> [Trecho selecionado]:
********************
A MICROESTRUTURA NO DICIONÁRIO HOUAISS DA LÍNGUA PORTUGUESA

(THE MICRO-STRUCTURE IN THE HOUAISS DICTIONARY OF PORTUGUESE LANGUAGE)

 

Alice Maria Teixeira de SABOIA (Universidade Federal de Mato Grosso/R)

Janaina Thaines Moreira DAMIAN Universidade Federal de Mato Grosso/R)

Josy Leal MIRANDA (Universidade Federal de Mato Grosso/R)

Paola Simone Silveira SANTANA (Universidade Federal de Mato Grosso/R)

 

 

ABSTRACT: This paper approches the micro-structural aspects of Houaiss Dictionary of Portuguese Language. There are too much  kinds of micro-structural patterns in it, and there is no a constant one following along of this. So, in spite of being a great dictionnary,  it displays a very complicate internal structural coherence. 

 

KEYWORDS: Dictionary of language - Lexicography - Micro-structure patterns

 

Introdução.
********************
> [Tarefa proposta A]: Redigite o trecho sobre o Dicionário Houaiss, começando em "(THE MICRO-STRUCTURE IN" e seguindo até "SANTANA (Universidade Federal de Mato Grosso/R)".
> [Tarefa proposta B]: Qual universidade aparece junto a cada nome de autoria no trecho sobre o Dicionário Houaiss?
> [Tarefa proposta C]: Prossiga com o trecho sobre o Dicionário Houaiss a partir do ponto em que ele termina.
Não é preciso consultar as linhas.

[Registros de conjunto de dados de anotação por pontos]
********************
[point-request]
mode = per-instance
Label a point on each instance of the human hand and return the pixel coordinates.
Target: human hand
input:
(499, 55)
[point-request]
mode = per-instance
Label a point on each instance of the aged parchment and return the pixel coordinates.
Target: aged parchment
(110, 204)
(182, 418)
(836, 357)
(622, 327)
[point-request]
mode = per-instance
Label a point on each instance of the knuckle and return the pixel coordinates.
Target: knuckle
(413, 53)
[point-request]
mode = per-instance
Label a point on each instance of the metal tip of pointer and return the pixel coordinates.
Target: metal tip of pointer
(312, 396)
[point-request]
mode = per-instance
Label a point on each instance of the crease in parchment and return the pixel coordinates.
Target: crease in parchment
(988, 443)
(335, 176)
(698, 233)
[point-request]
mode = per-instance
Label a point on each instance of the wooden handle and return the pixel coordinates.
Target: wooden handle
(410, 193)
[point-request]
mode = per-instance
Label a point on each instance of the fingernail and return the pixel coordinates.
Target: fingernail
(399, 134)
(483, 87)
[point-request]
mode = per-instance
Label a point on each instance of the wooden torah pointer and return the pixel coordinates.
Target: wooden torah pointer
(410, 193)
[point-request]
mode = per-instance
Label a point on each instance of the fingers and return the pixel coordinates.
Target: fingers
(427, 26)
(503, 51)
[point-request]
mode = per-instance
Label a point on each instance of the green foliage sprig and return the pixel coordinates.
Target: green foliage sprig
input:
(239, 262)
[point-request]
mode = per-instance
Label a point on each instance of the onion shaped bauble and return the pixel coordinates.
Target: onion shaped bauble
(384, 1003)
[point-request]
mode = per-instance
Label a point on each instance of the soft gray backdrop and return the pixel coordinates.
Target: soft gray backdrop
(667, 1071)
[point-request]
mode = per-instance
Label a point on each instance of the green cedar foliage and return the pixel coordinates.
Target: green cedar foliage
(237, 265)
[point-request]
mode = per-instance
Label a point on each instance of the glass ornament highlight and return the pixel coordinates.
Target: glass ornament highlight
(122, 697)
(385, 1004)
********************
> [Resposta do exercício A]:
(THE MICRO-STRUCTURE IN THE HOUAISS DICTIONARY OF PORTUGUESE LANGUAGE)

 

Alice Maria Teixeira de SABOIA (Universidade Federal de Mato Grosso/R)

Janaina Thaines Moreira DAMIAN Universidade Federal de Mato Grosso/R)

Josy Leal MIRANDA (Universidade Federal de Mato Grosso/R)

Paola Simone Silveira SANTANA (Universidade Federal de Mato Grosso/R)

> [Resposta do exercício B]: Universidade Federal de Mato Grosso.

> [Resposta do exercício C]:
Parece consente entre os lexicógrafos que dicionário é um livro de referência, ou de consulta, que lista lexemas, ou vocábulos, de uma ou mais línguas, usualmente em ordem alfabética, acompanhados de informações sobre sua escrita, pronúncia, classe gramatical, significado, ou definição, história, uso, etc (Cristal,  1994). Em especial, o dicionário de língua, monolíngüe, recorta apenas uma língua, não comportanto, portanto, inclusão de lexemas, ou vocábulos de outra língua, em sua nomenclatura. Além disso, lembra esse autor que os dicionários variam muito em tamanho e em finalidade também:  vão desde obras completas, com vários volumes e milhares de páginas e verbetes até pequenos dicionários de bolso, com  um número bastante reduzido de páginas, de verbetes e de informações. Rey-Debove (1970) já chamava a atenção para as questões atinentes ao dicionário, enquanto texto duplamente programado, engendrando um conjunto de itens e tipos de informação: o primeiro, ou seja, o conjunto de itens constitui sua nomenclatura e o segundo, ou seja, os tipos de informação, constituem aquilo que se chama de microestrutura, ou as informações constantes do artigo, acerca da entrada. Neste trabalho faz-se um estudo da microestrutura de uma obra de consulta,  o Dicionário Houaiss de Língua Portuguesa,  (2001). Trata-se, portanto, de uma obra recente,  cuja elaboração, supõe-se, deu-se,  provavelmente, à luz das mais modernas e atuais discussões teórico-metodológicas da Lexicologia e da Lexicografia.

 

Fundamentação teórica.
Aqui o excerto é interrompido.